* **THE REQUEST**: Transfer every line of the listing below, including each labeling request. Add -105 to each x and y coordinate in the point answers, and leave the picture out of your output.

* **ENTRIES**:
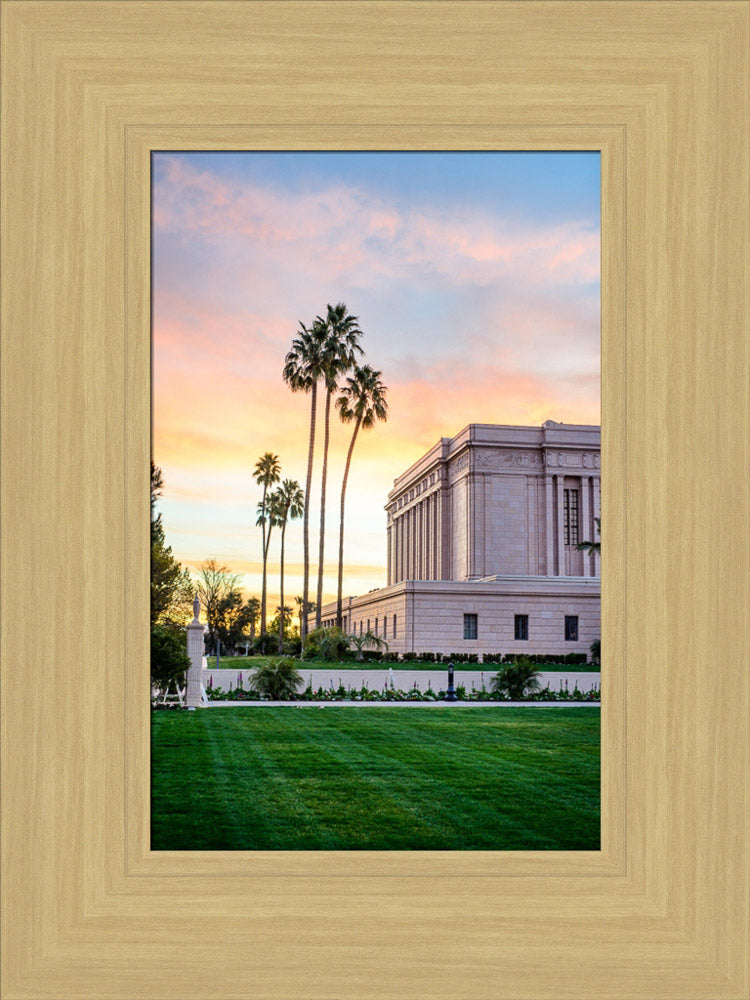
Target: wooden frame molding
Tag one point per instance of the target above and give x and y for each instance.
(89, 89)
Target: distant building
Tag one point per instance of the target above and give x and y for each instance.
(482, 546)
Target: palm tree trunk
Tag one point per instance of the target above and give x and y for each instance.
(306, 518)
(265, 564)
(263, 588)
(281, 588)
(339, 596)
(321, 545)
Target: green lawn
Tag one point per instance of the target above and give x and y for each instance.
(248, 662)
(376, 778)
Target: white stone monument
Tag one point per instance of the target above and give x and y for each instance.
(195, 653)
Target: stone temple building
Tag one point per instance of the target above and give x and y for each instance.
(482, 536)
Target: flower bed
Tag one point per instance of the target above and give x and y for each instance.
(365, 693)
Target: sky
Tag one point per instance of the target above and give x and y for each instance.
(475, 281)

* **SOLUTION FOR THIS PROBLEM**:
Target: wooden frame molding
Tag one point per instance of the target above and give x and y for each instance.
(-16, -16)
Target: distant building
Tag one point per instance of the target above and give x and y for each instance.
(377, 441)
Target: palm tree trunk
Tag one point per instance of the target above and give x and y for each instance.
(201, 413)
(160, 459)
(158, 483)
(176, 483)
(234, 491)
(216, 440)
Target: green lawn
Tag one point per instance of the target above and give x and y for each instance.
(143, 557)
(271, 673)
Target: white stone monument
Tag one point per instance of the target above and give x and y for each instance.
(90, 548)
Target: stone temple building
Tag one point per instance of the target above and give x and y for each instance.
(377, 431)
Target: flower bed
Tag one point per instance of the target above and give x and y for each instance.
(260, 588)
Target: sky
Tag one point per instance of the target above and give x and y for each instance.
(370, 176)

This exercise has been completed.